[Task prompt] Among the lines of the records, find all that carry the word "arena" and copy them.
· · · · ·
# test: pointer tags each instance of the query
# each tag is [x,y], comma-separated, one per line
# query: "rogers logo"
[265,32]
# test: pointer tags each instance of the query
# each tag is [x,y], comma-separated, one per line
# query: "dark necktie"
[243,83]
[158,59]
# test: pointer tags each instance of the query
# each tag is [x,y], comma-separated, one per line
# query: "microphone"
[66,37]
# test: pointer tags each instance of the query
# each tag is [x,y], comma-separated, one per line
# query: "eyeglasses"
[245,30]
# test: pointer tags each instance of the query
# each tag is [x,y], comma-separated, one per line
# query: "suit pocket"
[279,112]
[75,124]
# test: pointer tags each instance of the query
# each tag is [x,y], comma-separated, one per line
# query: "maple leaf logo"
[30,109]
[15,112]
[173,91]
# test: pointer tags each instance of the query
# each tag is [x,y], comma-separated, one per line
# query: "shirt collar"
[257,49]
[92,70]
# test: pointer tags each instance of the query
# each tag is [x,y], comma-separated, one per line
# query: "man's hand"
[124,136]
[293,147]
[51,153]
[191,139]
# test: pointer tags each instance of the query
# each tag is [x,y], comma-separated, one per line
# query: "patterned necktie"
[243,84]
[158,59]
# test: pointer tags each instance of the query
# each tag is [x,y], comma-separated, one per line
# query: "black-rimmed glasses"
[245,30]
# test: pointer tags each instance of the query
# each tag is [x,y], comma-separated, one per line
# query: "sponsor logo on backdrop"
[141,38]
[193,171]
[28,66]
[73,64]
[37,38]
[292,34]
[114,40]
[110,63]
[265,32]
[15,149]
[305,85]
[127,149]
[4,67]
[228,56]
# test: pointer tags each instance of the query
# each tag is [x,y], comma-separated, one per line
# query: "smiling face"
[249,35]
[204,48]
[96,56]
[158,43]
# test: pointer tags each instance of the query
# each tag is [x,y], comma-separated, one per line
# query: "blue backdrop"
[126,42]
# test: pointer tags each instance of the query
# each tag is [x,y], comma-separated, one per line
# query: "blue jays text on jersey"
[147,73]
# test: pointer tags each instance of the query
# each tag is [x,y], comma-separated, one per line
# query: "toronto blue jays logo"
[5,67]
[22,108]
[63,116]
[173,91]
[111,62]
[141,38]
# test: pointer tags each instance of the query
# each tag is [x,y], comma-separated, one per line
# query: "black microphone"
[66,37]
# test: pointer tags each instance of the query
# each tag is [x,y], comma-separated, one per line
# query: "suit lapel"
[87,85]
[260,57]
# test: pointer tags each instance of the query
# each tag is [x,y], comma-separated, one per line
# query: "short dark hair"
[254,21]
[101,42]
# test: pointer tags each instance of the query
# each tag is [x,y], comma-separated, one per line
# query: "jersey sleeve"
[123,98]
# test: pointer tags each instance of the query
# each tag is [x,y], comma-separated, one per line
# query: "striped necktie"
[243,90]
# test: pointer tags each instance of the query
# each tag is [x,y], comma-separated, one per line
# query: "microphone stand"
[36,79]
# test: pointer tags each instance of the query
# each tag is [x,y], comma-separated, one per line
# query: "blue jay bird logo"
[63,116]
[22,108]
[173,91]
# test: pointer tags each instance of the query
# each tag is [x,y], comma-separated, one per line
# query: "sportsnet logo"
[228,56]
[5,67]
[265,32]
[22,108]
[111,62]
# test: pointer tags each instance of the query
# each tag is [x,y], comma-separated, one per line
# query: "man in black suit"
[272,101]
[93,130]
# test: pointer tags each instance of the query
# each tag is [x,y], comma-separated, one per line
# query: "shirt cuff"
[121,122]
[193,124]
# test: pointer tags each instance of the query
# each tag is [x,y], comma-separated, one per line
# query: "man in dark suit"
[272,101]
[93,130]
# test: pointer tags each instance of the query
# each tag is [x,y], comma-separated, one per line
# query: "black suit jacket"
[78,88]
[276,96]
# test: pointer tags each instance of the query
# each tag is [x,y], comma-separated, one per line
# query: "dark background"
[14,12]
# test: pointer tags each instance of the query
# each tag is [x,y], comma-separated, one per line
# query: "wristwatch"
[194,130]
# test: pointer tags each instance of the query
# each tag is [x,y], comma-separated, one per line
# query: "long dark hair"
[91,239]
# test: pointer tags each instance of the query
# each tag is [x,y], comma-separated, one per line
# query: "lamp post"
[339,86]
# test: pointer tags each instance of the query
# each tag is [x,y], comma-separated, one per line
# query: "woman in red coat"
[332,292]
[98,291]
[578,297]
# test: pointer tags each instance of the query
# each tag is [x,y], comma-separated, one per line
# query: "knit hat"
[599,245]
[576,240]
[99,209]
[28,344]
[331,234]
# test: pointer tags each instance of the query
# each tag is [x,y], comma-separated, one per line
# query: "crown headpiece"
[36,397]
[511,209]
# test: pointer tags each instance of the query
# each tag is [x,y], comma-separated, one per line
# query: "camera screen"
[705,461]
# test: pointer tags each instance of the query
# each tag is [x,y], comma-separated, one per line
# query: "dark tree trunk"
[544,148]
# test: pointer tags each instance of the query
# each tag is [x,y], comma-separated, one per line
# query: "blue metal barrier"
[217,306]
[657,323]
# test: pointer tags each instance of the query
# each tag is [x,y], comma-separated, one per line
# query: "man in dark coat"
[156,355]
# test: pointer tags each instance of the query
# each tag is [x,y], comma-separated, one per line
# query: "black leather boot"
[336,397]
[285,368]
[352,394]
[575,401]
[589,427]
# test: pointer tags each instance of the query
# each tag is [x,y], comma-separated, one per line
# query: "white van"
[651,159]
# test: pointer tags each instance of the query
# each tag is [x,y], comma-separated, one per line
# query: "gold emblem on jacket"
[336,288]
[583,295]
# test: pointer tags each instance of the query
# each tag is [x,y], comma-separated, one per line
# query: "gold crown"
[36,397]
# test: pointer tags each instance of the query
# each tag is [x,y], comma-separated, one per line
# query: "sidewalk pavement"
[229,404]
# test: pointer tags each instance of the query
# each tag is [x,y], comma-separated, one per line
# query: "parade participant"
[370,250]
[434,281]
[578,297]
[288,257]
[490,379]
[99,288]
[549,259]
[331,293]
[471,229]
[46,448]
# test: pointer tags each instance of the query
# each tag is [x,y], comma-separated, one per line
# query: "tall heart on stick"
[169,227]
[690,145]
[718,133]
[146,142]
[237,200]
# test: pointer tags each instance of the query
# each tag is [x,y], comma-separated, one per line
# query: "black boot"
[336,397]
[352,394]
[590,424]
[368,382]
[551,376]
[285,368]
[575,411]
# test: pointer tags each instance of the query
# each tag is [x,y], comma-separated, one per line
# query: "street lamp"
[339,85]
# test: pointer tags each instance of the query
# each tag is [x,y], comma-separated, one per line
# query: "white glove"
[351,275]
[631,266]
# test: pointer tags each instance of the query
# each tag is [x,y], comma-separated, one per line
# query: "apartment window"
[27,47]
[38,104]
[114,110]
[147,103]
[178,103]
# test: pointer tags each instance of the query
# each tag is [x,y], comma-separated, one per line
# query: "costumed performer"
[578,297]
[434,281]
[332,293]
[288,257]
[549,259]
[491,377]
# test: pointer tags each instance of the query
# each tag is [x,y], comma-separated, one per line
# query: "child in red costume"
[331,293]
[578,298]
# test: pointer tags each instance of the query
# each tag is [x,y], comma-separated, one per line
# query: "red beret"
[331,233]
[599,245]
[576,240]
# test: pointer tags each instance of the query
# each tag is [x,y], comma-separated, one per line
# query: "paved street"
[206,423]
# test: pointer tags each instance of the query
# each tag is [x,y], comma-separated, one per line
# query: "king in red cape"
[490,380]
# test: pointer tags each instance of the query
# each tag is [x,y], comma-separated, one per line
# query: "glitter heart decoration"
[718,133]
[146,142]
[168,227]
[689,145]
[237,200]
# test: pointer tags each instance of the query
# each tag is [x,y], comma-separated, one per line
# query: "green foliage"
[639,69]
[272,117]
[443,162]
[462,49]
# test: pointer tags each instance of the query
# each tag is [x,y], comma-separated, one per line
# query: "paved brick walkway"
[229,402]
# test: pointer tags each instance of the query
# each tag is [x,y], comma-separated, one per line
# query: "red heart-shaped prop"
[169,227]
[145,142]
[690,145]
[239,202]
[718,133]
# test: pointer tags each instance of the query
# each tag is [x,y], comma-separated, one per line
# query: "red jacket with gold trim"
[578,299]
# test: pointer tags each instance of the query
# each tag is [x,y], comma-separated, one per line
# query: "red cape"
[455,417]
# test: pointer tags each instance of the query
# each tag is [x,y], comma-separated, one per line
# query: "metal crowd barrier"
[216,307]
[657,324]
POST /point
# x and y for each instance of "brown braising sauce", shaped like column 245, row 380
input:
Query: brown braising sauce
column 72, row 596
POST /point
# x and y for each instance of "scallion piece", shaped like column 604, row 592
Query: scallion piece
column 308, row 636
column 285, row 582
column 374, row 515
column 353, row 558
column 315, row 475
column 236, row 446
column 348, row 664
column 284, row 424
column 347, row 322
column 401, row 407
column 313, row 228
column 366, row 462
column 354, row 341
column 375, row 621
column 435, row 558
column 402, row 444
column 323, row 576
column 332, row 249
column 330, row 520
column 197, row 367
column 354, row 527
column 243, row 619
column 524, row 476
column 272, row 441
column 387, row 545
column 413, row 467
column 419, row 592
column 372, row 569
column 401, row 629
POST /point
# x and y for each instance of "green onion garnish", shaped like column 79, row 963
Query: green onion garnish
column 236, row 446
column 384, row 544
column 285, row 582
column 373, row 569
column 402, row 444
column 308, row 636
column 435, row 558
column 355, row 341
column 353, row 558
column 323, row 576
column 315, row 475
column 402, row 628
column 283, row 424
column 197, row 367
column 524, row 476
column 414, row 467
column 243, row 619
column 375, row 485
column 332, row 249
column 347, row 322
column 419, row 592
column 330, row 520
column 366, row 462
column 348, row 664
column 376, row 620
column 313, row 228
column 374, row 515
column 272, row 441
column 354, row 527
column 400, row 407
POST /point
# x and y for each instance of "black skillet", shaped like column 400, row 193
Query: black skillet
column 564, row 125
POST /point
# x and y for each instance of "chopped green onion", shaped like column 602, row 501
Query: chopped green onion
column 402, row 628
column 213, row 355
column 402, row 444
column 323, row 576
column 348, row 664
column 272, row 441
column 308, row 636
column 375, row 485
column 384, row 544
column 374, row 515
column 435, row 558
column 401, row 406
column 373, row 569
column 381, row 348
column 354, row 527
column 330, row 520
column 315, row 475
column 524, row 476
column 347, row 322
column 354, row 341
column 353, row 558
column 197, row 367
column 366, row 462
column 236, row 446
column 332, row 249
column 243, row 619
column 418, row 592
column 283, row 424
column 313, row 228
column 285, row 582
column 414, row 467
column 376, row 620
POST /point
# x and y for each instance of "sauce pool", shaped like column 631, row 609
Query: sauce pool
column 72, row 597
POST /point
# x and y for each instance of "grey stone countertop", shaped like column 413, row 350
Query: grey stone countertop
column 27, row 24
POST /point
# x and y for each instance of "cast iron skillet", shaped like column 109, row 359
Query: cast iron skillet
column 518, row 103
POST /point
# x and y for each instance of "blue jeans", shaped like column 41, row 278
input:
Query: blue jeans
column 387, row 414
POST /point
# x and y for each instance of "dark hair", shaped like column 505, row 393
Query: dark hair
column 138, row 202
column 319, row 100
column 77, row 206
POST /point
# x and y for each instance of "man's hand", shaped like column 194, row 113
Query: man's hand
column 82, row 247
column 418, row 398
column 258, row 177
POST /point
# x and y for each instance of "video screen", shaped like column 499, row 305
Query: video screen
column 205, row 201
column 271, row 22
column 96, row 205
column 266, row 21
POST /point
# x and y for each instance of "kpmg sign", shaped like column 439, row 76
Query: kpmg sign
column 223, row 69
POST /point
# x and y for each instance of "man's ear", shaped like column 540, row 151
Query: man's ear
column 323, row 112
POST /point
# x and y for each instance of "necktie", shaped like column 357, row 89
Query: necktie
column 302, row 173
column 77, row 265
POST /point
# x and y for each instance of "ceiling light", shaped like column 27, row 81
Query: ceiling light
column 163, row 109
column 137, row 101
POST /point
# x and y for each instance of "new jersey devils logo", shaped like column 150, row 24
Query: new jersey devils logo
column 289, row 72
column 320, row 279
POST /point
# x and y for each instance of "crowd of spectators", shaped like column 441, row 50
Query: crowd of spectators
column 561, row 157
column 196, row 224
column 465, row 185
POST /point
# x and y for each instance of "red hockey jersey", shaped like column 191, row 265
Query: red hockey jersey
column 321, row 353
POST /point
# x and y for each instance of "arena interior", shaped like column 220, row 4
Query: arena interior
· · · · ·
[Result below]
# x and y for each instance of "arena interior", shaped like column 220, row 4
Query: arena interior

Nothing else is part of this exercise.